About this task: Look for "tile" in every line of the listing. Copy the lines that have it.

Dataset extract:
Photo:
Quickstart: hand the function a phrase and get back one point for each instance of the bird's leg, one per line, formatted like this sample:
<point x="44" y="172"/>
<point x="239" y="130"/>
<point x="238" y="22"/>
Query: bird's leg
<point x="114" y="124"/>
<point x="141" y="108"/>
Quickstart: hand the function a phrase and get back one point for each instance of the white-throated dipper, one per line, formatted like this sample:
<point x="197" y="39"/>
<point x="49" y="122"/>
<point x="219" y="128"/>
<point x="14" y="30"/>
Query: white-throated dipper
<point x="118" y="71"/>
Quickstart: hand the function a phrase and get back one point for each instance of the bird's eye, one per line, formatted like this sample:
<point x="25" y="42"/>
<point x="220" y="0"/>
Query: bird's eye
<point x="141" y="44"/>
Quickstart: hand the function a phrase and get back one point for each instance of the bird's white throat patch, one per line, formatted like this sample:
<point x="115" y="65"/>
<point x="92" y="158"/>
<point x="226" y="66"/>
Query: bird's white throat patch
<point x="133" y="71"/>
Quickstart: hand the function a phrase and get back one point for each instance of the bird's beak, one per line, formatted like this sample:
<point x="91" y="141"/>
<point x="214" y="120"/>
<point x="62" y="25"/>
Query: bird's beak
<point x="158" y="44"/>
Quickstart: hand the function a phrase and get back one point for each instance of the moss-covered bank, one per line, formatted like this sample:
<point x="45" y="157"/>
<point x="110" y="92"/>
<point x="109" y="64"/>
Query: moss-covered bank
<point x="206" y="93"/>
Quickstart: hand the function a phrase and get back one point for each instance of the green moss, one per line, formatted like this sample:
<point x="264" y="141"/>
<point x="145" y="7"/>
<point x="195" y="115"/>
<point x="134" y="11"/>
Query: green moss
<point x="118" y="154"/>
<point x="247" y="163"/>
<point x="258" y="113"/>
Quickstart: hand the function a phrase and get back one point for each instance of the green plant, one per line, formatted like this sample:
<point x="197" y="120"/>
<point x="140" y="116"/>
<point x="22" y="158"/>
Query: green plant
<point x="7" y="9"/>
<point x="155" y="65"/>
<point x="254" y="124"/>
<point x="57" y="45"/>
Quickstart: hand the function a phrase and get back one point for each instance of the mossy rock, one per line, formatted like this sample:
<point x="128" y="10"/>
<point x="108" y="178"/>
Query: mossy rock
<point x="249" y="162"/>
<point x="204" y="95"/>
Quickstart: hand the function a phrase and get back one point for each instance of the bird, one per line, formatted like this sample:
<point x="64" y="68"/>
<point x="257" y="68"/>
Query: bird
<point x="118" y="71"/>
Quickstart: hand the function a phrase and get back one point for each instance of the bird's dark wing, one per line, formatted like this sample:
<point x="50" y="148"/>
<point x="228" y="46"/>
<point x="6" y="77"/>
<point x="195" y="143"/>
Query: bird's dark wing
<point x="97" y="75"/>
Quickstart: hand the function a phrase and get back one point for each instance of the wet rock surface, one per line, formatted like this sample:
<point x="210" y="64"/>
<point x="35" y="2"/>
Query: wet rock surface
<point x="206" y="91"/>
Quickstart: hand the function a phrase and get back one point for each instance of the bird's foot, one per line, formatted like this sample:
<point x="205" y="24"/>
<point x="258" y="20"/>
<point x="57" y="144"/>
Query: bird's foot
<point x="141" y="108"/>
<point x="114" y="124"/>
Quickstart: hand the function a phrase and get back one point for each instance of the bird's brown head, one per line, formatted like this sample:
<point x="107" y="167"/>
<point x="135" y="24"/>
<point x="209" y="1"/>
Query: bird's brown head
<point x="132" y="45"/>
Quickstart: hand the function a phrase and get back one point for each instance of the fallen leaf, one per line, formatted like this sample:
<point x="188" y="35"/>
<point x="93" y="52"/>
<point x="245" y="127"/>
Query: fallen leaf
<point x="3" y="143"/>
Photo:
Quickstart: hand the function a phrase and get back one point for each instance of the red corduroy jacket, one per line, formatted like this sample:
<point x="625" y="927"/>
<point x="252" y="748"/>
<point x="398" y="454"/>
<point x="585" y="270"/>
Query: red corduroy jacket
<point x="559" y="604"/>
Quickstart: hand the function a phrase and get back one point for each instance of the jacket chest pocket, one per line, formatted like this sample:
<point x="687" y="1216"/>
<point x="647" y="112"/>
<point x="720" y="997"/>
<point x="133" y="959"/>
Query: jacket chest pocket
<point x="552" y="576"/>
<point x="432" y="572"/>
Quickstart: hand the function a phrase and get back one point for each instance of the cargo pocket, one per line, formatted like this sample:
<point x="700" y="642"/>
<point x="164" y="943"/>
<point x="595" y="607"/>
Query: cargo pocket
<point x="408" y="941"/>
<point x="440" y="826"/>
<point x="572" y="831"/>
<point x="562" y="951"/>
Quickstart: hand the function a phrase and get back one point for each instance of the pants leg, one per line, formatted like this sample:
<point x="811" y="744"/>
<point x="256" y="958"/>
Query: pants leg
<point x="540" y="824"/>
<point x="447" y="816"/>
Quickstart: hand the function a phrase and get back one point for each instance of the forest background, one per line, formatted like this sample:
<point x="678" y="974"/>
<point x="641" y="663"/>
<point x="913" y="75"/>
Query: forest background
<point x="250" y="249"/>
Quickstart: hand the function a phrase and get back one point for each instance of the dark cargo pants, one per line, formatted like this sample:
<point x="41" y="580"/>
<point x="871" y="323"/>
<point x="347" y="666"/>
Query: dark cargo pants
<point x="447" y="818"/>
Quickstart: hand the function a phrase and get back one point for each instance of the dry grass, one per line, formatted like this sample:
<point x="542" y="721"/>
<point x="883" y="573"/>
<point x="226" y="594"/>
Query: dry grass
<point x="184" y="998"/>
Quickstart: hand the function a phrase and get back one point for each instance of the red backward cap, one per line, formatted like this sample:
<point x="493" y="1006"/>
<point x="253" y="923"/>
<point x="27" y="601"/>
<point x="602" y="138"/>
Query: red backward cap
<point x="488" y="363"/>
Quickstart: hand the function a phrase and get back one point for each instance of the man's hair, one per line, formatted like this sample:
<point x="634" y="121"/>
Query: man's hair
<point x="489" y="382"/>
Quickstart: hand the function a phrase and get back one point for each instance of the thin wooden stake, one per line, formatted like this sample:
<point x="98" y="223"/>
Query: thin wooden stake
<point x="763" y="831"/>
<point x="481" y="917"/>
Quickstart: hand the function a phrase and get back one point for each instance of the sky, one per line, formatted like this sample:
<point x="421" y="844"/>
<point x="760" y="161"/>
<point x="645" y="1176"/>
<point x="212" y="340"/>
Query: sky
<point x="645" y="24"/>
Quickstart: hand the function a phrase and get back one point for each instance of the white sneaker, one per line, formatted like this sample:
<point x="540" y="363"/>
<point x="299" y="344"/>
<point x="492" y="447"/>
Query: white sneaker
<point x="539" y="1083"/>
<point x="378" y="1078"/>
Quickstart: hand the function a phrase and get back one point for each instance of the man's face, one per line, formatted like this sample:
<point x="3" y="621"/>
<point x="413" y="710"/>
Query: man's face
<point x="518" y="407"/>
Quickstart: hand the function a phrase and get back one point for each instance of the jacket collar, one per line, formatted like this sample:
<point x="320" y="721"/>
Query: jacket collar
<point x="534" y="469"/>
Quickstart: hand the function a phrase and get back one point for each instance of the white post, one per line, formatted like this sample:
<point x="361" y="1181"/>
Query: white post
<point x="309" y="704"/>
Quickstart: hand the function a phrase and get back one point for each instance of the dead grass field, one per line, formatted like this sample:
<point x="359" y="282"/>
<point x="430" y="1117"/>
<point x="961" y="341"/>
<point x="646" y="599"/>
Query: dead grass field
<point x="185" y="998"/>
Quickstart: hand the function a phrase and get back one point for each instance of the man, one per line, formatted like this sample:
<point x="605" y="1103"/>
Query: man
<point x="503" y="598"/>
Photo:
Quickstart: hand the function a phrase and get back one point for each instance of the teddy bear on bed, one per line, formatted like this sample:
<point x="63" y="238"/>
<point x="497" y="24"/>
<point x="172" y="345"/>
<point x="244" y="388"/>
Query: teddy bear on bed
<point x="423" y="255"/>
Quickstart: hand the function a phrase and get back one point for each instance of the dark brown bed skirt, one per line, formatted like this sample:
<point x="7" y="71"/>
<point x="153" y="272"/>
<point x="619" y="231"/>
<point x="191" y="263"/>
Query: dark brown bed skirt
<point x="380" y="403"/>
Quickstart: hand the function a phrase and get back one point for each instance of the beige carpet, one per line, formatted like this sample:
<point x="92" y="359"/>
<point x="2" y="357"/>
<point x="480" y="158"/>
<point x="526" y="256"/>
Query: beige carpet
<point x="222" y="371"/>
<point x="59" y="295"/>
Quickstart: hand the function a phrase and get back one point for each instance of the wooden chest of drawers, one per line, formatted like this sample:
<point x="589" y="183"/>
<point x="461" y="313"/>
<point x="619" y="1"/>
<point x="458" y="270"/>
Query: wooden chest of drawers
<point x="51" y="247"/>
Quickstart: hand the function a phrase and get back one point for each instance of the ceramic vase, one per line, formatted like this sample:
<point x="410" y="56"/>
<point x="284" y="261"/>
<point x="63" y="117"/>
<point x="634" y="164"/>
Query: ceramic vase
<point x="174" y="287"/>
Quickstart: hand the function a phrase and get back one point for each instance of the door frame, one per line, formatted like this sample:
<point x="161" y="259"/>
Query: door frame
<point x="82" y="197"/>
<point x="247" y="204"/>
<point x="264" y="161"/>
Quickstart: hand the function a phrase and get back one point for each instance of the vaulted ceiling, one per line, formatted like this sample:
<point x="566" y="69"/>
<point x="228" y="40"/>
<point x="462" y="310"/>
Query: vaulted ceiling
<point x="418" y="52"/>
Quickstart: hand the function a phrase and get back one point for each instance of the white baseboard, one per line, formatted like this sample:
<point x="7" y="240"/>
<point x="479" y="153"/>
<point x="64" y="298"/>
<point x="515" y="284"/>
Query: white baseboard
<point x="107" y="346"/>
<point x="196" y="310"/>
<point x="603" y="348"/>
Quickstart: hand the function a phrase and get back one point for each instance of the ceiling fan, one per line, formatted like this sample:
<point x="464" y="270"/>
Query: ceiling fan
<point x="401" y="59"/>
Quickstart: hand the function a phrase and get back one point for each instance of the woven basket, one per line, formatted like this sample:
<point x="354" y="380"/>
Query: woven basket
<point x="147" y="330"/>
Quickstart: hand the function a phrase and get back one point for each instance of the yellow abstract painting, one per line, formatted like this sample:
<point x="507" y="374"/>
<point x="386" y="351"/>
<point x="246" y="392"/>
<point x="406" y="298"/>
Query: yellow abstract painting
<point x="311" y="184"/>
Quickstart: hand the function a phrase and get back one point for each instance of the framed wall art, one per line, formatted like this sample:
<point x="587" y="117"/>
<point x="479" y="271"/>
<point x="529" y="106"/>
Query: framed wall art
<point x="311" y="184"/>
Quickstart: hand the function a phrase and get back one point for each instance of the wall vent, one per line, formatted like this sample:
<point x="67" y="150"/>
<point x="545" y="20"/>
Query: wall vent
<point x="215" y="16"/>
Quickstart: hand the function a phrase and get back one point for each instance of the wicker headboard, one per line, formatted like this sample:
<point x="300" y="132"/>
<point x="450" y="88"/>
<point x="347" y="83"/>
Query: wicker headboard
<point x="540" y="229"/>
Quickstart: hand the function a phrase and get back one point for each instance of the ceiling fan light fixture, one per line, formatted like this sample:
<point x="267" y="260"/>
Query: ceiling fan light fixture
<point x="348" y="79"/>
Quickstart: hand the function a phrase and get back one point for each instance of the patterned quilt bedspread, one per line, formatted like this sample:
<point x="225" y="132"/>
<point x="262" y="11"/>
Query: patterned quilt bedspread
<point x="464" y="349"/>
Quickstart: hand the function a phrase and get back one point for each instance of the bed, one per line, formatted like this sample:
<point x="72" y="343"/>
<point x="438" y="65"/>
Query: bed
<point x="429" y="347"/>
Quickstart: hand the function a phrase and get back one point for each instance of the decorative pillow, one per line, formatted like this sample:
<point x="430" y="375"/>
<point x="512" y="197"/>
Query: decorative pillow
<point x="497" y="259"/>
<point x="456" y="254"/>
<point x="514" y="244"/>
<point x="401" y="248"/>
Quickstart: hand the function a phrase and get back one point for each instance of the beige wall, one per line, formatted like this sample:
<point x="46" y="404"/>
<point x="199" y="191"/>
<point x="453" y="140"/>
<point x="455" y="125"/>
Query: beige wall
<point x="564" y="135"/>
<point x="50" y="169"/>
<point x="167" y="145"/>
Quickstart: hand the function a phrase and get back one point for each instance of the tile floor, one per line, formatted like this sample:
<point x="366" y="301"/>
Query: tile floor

Task answer:
Quickstart: hand the function a phrase and get back one point for each instance of the tile floor, one per line, formatted like this sample:
Query: tile floor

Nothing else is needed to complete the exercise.